> EXTRAIT CHOISI
▼
Les conseils ouvriers ou l’autogouvernement

vendredi 22 juillet 2011
popularité : 4%

Anton Pannekoek est clair dès le départ.
Il titre son texte : « L’organisation des Conseils. » Et annonce : « Les conseils ouvriers sont la forme d’auto-gouvernement qui remplacera, dans les temps à venir, les formes de gouvernement de l’ancien monde. » Et il poursuit : « Bien entendu, pas pour toujours ; aucune de ces formes n’est éternelle. Quand la vie et le travail en communauté constituent une façon d’être normale, quand l’humanité contrôle entièrement sa propre vie, la nécessité fait place à la liberté et les règles strictes de justice établies auparavant se résolvent en un comportement spontané. » Et il ajoute pour concrétiser : « Les conseils ouvriers sont la forme d’organisation de la période de transition pendant laquelle la classe ouvrière lutte pour le pouvoir, détruit le capitalisme et organise la production sociale. »

COMMUNISME OU SOCIALISME D’ETAT ?

« Pour connaître leur véritable caractère, il sera utile de les comparer aux formes existantes d’organisation et de gouvernement que la coutume présente à l’esprit public comme allant de soi. »
▲
> DONNÉES AFFICHÉES
▼
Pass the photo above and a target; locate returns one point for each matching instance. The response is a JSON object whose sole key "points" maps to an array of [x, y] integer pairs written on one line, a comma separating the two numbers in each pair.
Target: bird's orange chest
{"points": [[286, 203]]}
▲
> LISTE DES TÂCHES
• A. Recopiez, dans le texte sur les conseils ouvriers, le passage qui va de « Anton Pannekoek est » jusqu'à « OU SOCIALISME D’ETAT ? ».
• B. Rédigez la suite du texte sur les conseils ouvriers en reprenant après sa dernière phrase.

> RÉPONSES PAR ORDRE
• A.
Anton Pannekoek est clair dès le départ.
Il titre son texte : « L’organisation des Conseils. » Et annonce : « Les conseils ouvriers sont la forme d’auto-gouvernement qui remplacera, dans les temps à venir, les formes de gouvernement de l’ancien monde. » Et il poursuit : « Bien entendu, pas pour toujours ; aucune de ces formes n’est éternelle. Quand la vie et le travail en communauté constituent une façon d’être normale, quand l’humanité contrôle entièrement sa propre vie, la nécessité fait place à la liberté et les règles strictes de justice établies auparavant se résolvent en un comportement spontané. » Et il ajoute pour concrétiser : « Les conseils ouvriers sont la forme d’organisation de la période de transition pendant laquelle la classe ouvrière lutte pour le pouvoir, détruit le capitalisme et organise la production sociale. »

COMMUNISME OU SOCIALISME D’ETAT ?

• B.
Auparavant toutefois, Anton Pannekoek avait tenu à préciser « que le système social dont il est question ici pourrait être appelé du nom de communisme si ce nom n’était utilisé dans la propagande mondiale du »Parti communiste« (les guillemets sont de lui) pour désigner son système de socialisme d’Etat, sous une dictature du parti. »

Mais qu’est-ce qu’un nom ?, interroge-t-il.

« On abuse toujours des noms pour tromper les masses : les sons familiers les empêchent de penser d’une manière critique et d’apprécier clairement la réalité. »Donc, au lieu de chercher le nom qui convient, il sera plus utile d’examiner de plus près la caractéristique principale du système : l’organisation des conseils."

C’est, je le rappelle le titre donné à ce texte.

COMPARER PARLEMENTS ET CONSEILS OUVRIERS

Les communautés trop vastes pour se réunir en une seule assemblée règlent toujours leurs affaires au moyen de représentants, de délégués ;

« Lorsque nous parlons, indique-t-il de l’administration des affaires par des délégués élus, c’est toujours aux parlements que nous pensons ; c’est donc surtout aux parlements que nous devons comparer les conseils ouvriers si nous voulons discerner leurs traits essentiels. »

La différence, dit-il, saute aux yeux dès l’abord : les conseils ouvriers s’occupent du travail et doivent règler la production, alors que les parlements sont des corps politiques qui discutent et décident des lois et des affaires de l’Etat.

« La politique et l’économie, cependant, ne sont pas des domaines entièrement séparés. »En régime capitaliste, l’Etat et le parlement prennent les mesures et font les lois nécessaires à la bonne marche de la production : ils pourvoient à la sécurité du négoce et des affaires, à la protection du commerce, de l’industrie, des échanges et des déplacements à l’intérieur et à l’étranger ; à l’administration de la justice, à la monnaie et à l’uniformité des poids et mesures.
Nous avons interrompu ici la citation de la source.